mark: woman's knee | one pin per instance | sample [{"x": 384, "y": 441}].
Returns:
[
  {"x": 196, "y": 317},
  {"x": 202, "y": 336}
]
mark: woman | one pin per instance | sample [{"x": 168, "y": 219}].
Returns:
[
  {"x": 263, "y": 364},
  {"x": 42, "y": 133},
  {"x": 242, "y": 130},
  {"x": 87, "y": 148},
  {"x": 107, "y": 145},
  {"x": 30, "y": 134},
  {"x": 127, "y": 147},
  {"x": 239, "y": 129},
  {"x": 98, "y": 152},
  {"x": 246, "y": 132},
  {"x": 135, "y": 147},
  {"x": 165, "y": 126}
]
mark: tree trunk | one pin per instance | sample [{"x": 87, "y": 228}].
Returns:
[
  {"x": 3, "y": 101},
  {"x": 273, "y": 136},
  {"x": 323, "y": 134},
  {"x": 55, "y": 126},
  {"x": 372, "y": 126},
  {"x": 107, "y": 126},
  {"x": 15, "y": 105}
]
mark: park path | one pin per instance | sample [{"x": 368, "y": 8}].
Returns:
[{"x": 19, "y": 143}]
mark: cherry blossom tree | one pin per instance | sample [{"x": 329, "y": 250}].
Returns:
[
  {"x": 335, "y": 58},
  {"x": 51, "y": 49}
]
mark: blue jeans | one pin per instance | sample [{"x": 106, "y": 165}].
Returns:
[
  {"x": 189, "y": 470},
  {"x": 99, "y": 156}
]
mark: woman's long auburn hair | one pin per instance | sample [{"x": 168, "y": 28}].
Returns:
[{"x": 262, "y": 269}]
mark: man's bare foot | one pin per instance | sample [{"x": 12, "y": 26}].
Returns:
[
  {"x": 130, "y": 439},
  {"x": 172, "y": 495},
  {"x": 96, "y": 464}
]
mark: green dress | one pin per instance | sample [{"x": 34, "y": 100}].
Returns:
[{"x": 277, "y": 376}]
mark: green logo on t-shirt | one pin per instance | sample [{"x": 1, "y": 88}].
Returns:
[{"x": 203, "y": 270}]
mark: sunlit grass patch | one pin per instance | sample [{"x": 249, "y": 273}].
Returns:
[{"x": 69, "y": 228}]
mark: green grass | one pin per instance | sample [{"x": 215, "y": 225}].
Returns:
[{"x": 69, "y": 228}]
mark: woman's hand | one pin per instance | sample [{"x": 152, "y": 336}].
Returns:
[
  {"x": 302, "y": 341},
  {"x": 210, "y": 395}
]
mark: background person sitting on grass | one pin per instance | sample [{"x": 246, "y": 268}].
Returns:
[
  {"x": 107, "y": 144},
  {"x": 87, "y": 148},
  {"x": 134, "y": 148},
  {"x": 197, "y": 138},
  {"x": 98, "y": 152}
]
══════
(YOUR OBJECTIVE) Search the entries above for the string "woman". Copy each line that holds it.

(RESULT OF THIS EXERCISE)
mark: woman's knee | one pin per instance | sample [{"x": 384, "y": 441}].
mark: woman | one pin per instance | sample [{"x": 168, "y": 219}].
mark: woman's long auburn hair | one pin per instance | sample [{"x": 168, "y": 28}].
mark: woman's hand | one pin per instance | sample [{"x": 152, "y": 336}].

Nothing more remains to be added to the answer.